(Segmentation labeling data)
/---

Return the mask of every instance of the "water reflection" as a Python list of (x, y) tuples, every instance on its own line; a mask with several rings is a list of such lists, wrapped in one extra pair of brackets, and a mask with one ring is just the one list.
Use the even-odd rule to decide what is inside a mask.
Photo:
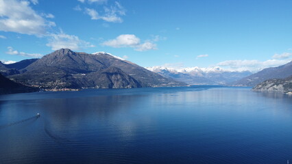
[(292, 156), (285, 96), (202, 86), (2, 96), (0, 125), (41, 116), (0, 128), (0, 163), (276, 163)]

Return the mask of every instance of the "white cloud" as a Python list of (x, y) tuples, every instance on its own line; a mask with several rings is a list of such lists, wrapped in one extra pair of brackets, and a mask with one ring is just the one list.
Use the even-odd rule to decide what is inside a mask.
[(103, 14), (99, 14), (95, 10), (90, 8), (85, 8), (85, 13), (89, 15), (92, 20), (101, 19), (111, 23), (122, 23), (123, 19), (121, 16), (125, 15), (125, 9), (117, 1), (114, 5), (110, 8), (104, 7)]
[(6, 37), (3, 36), (0, 36), (0, 38), (1, 38), (1, 39), (6, 39)]
[(12, 61), (12, 60), (8, 60), (8, 61), (0, 60), (0, 62), (1, 62), (3, 64), (14, 64), (14, 63), (16, 62)]
[(208, 55), (208, 54), (199, 55), (197, 56), (197, 58), (206, 57), (208, 57), (208, 56), (209, 56), (209, 55)]
[(279, 66), (289, 62), (291, 62), (289, 59), (269, 59), (263, 62), (258, 60), (227, 60), (217, 65), (232, 70), (256, 72), (269, 67)]
[(146, 41), (141, 44), (140, 38), (133, 34), (120, 35), (115, 39), (106, 41), (101, 44), (114, 48), (132, 47), (134, 48), (134, 50), (138, 51), (157, 49), (156, 44), (150, 41)]
[(155, 50), (155, 49), (157, 49), (156, 44), (154, 44), (149, 42), (146, 42), (143, 44), (138, 45), (137, 48), (135, 50), (138, 51), (145, 51), (148, 50)]
[(55, 23), (38, 14), (29, 1), (0, 0), (0, 31), (40, 36), (53, 26), (56, 26)]
[(45, 16), (47, 18), (55, 18), (55, 16), (53, 15), (52, 14), (45, 14)]
[(39, 53), (26, 53), (23, 52), (19, 52), (16, 50), (14, 50), (12, 46), (7, 47), (8, 49), (8, 51), (6, 52), (7, 54), (9, 55), (21, 55), (25, 57), (40, 57), (42, 56), (42, 55)]
[[(85, 0), (77, 0), (78, 1), (81, 2), (81, 3), (84, 3), (86, 1)], [(88, 0), (88, 3), (105, 3), (107, 2), (108, 0)]]
[(98, 12), (97, 11), (95, 11), (95, 10), (94, 10), (94, 9), (86, 8), (85, 12), (87, 14), (88, 14), (91, 17), (91, 19), (93, 19), (93, 20), (97, 20), (97, 19), (101, 18), (99, 16)]
[(292, 56), (292, 53), (282, 53), (281, 54), (276, 53), (272, 57), (273, 59), (287, 59)]
[(38, 3), (38, 0), (30, 0), (30, 1), (34, 3), (34, 5), (36, 5)]
[(46, 45), (54, 51), (60, 49), (80, 50), (83, 48), (95, 46), (90, 42), (79, 39), (76, 36), (68, 35), (62, 31), (58, 34), (51, 34), (49, 42)]
[(140, 44), (140, 39), (133, 34), (120, 35), (114, 40), (110, 40), (102, 44), (114, 48), (136, 46)]
[(107, 1), (108, 1), (108, 0), (88, 0), (88, 2), (90, 2), (90, 3), (94, 3), (94, 2), (104, 3), (104, 2), (107, 2)]
[(73, 10), (76, 10), (76, 11), (81, 11), (81, 10), (82, 10), (82, 9), (80, 8), (80, 5), (76, 5), (76, 6), (73, 8)]

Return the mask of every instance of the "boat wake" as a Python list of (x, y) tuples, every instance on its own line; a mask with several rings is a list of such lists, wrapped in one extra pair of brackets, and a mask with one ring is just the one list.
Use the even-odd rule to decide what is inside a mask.
[(34, 115), (33, 117), (31, 117), (31, 118), (27, 118), (27, 119), (25, 119), (25, 120), (14, 122), (12, 122), (12, 123), (8, 124), (5, 124), (5, 125), (0, 125), (0, 129), (7, 128), (7, 127), (9, 127), (9, 126), (13, 126), (13, 125), (19, 124), (21, 124), (21, 123), (23, 123), (24, 122), (27, 122), (27, 121), (29, 121), (29, 120), (37, 120), (39, 117), (40, 117), (40, 114), (38, 113), (36, 115)]

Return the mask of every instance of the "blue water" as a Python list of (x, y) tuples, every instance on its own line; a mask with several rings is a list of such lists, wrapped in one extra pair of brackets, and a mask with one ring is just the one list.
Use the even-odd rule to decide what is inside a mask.
[(291, 107), (250, 87), (2, 95), (0, 163), (287, 163)]

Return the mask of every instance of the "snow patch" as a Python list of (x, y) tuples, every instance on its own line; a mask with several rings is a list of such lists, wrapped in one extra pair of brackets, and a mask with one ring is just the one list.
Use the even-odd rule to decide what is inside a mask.
[(112, 55), (110, 53), (108, 53), (103, 52), (103, 51), (101, 51), (101, 52), (96, 52), (96, 53), (92, 53), (92, 54), (93, 55), (110, 55), (110, 56), (112, 56), (112, 57), (113, 57), (114, 58), (117, 58), (118, 59), (120, 59), (120, 60), (125, 60), (125, 59), (123, 59), (121, 57), (115, 56), (115, 55)]

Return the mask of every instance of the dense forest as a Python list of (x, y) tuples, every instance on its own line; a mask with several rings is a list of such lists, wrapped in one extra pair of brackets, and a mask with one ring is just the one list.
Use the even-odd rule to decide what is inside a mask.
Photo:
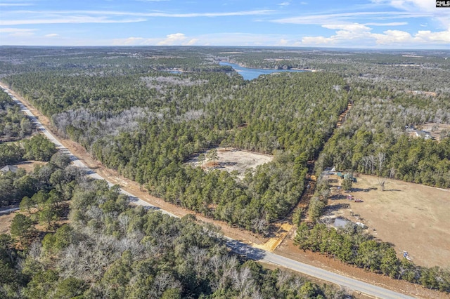
[[(399, 260), (390, 244), (357, 228), (336, 231), (316, 224), (330, 194), (321, 178), (326, 167), (450, 187), (450, 132), (440, 129), (450, 125), (449, 54), (1, 47), (0, 78), (49, 117), (59, 134), (150, 194), (258, 233), (269, 234), (271, 223), (292, 211), (306, 188), (308, 166), (315, 162), (319, 180), (308, 210), (314, 223), (301, 222), (301, 210), (292, 219), (300, 225), (295, 241), (301, 248), (449, 291), (448, 271)], [(219, 66), (221, 60), (317, 72), (245, 81)], [(191, 216), (176, 220), (130, 208), (117, 187), (90, 181), (68, 167), (63, 157), (52, 157), (54, 146), (42, 136), (16, 142), (30, 136), (32, 128), (5, 95), (0, 95), (0, 138), (8, 142), (0, 143), (0, 164), (26, 159), (50, 162), (32, 174), (0, 176), (0, 187), (7, 190), (1, 204), (23, 199), (20, 208), (27, 215), (17, 216), (11, 227), (25, 250), (9, 237), (1, 238), (4, 296), (344, 295), (230, 255), (217, 228), (199, 225)], [(433, 138), (416, 136), (425, 124), (432, 126)], [(218, 146), (274, 159), (243, 179), (187, 165)], [(57, 229), (64, 218), (70, 225)], [(38, 222), (55, 232), (41, 234), (39, 241), (33, 229)], [(110, 253), (100, 255), (102, 251)]]
[(58, 154), (27, 175), (34, 193), (0, 235), (0, 297), (348, 298), (243, 260), (217, 227), (133, 207), (118, 186), (68, 164)]
[(14, 141), (30, 135), (32, 126), (11, 98), (0, 91), (0, 142)]
[[(105, 166), (208, 217), (266, 232), (298, 201), (307, 161), (319, 152), (318, 175), (334, 166), (450, 187), (448, 131), (439, 141), (411, 134), (425, 124), (450, 124), (445, 51), (46, 51), (43, 56), (39, 48), (4, 47), (2, 81)], [(219, 60), (320, 72), (248, 81)], [(349, 102), (352, 109), (335, 131)], [(185, 166), (218, 145), (275, 159), (243, 180)]]
[[(144, 60), (141, 56), (150, 55), (145, 53), (115, 53), (101, 65), (95, 65), (99, 58), (86, 57), (91, 54), (60, 53), (31, 72), (20, 72), (19, 65), (2, 80), (51, 117), (60, 134), (153, 194), (257, 232), (268, 232), (295, 206), (307, 161), (318, 155), (348, 102), (344, 80), (325, 72), (249, 82), (221, 69), (158, 72), (155, 63), (167, 58)], [(186, 54), (186, 61), (198, 63), (189, 58), (194, 54)], [(75, 59), (84, 64), (64, 67)], [(214, 65), (210, 60), (206, 56), (202, 63)], [(111, 65), (119, 62), (123, 68)], [(217, 145), (275, 159), (242, 180), (184, 165)]]

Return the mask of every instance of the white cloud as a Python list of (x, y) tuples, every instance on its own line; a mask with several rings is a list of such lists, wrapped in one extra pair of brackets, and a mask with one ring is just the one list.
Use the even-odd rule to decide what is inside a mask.
[(161, 41), (158, 43), (158, 46), (173, 46), (181, 43), (186, 39), (186, 35), (182, 33), (174, 33), (173, 34), (167, 35), (167, 38), (164, 41)]
[(6, 34), (8, 36), (27, 37), (34, 34), (36, 29), (0, 28), (0, 34)]
[(0, 3), (0, 6), (30, 6), (30, 3)]
[(388, 23), (379, 23), (376, 22), (371, 22), (363, 24), (366, 26), (403, 26), (408, 25), (408, 22), (391, 22)]
[(432, 15), (433, 15), (431, 13), (423, 11), (360, 11), (354, 13), (298, 15), (291, 18), (272, 20), (271, 22), (283, 24), (322, 25), (326, 24), (353, 23), (361, 18), (368, 21), (371, 20), (385, 20), (386, 19), (425, 18), (432, 17)]
[[(372, 28), (363, 24), (324, 25), (324, 28), (336, 30), (330, 36), (305, 36), (302, 46), (423, 47), (450, 44), (450, 29), (442, 32), (418, 31), (414, 34), (401, 30), (386, 30), (372, 33)], [(354, 41), (358, 41), (355, 44)]]
[(146, 21), (143, 18), (112, 20), (105, 17), (91, 17), (87, 15), (61, 16), (56, 18), (28, 19), (28, 20), (1, 20), (0, 25), (18, 25), (31, 24), (81, 24), (81, 23), (129, 23)]

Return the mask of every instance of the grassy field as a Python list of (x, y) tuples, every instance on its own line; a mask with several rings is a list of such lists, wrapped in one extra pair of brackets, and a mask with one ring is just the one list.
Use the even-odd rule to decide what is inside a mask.
[[(347, 193), (340, 180), (330, 175), (333, 198)], [(397, 255), (403, 251), (417, 265), (450, 267), (450, 190), (387, 180), (381, 191), (378, 178), (359, 175), (351, 194), (362, 202), (330, 200), (326, 217), (361, 222), (376, 238), (392, 243)]]

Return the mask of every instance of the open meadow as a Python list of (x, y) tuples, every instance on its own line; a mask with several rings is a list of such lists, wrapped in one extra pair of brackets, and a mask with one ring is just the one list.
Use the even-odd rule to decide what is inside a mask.
[(427, 267), (450, 267), (450, 190), (387, 180), (381, 191), (377, 177), (361, 175), (349, 201), (338, 189), (340, 180), (330, 175), (332, 199), (327, 215), (366, 225), (368, 232), (392, 243), (399, 258), (403, 251), (413, 262)]

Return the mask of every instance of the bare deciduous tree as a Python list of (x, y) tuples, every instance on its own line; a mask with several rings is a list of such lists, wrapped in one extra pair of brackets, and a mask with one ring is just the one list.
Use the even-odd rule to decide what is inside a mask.
[(381, 171), (382, 170), (385, 161), (386, 161), (386, 154), (384, 152), (379, 152), (377, 157), (378, 158), (378, 175), (381, 176)]

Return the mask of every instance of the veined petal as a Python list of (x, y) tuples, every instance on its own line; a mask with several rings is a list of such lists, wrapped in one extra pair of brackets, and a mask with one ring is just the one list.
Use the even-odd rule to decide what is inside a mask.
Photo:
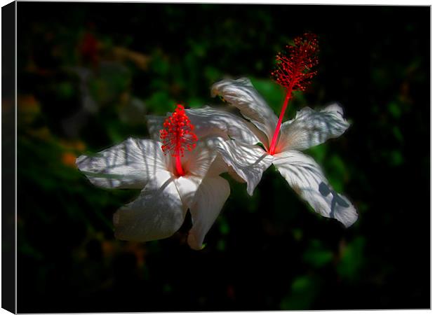
[(193, 206), (195, 195), (203, 179), (202, 177), (194, 175), (180, 176), (175, 179), (175, 186), (185, 210)]
[(312, 158), (297, 151), (286, 151), (274, 157), (274, 165), (316, 212), (337, 219), (347, 227), (356, 220), (358, 213), (354, 206), (332, 189)]
[(158, 172), (138, 199), (114, 214), (115, 237), (135, 241), (164, 239), (178, 230), (185, 214), (173, 176)]
[(349, 126), (343, 118), (342, 108), (336, 104), (320, 111), (305, 107), (297, 111), (295, 119), (281, 125), (277, 152), (317, 146), (341, 136)]
[[(216, 147), (221, 142), (225, 142), (225, 139), (220, 136), (210, 137), (203, 139), (198, 142), (196, 147), (192, 151), (185, 153), (184, 158), (182, 158), (183, 167), (188, 174), (204, 177), (210, 170), (212, 164), (214, 164), (218, 152)], [(218, 167), (222, 164), (218, 164), (213, 167), (213, 172), (220, 172), (223, 173), (227, 169), (224, 167)], [(219, 174), (220, 174), (219, 173)], [(215, 174), (215, 175), (219, 175)]]
[(248, 78), (219, 81), (211, 87), (211, 94), (220, 95), (237, 107), (244, 117), (267, 136), (269, 142), (272, 141), (278, 118)]
[(218, 218), (229, 196), (229, 185), (222, 177), (206, 177), (201, 183), (190, 208), (193, 225), (189, 232), (187, 243), (193, 248), (202, 248), (204, 237)]
[(229, 136), (249, 144), (261, 141), (250, 122), (227, 111), (206, 106), (187, 109), (186, 113), (195, 126), (194, 132), (199, 139), (218, 136), (228, 139)]
[(273, 157), (258, 146), (235, 140), (221, 142), (218, 150), (227, 164), (246, 182), (248, 193), (252, 195), (263, 172), (272, 164)]
[[(265, 140), (265, 135), (252, 123), (224, 110), (206, 106), (201, 108), (186, 109), (186, 114), (194, 126), (194, 132), (199, 140), (208, 136), (221, 136), (255, 144)], [(166, 116), (170, 115), (170, 113)], [(145, 117), (152, 139), (160, 139), (165, 116), (149, 115)]]
[(81, 155), (76, 163), (97, 186), (142, 189), (156, 172), (167, 169), (161, 146), (153, 140), (128, 138), (95, 155)]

\---

**PROBLEM REQUIREMENTS**
Show every line of the data above that contains the string "water", copying each one in full.

**RESULT OF THE TASK**
Return the mask of every instance of the "water reflection" as a Python list of (x, y) tuples, every instance on its own line; a mask with several rings is a list of such lists, wrapped in one extra pair of brackets, and a mask with one ring is just the one list.
Return the mask of every instance of the "blue water" as a Python list of (x, y) tuples, every instance on its own line; a mask with several rings is a list of such lists, wrapped in one extra pair of brackets, and a mask with one ring is just the one list.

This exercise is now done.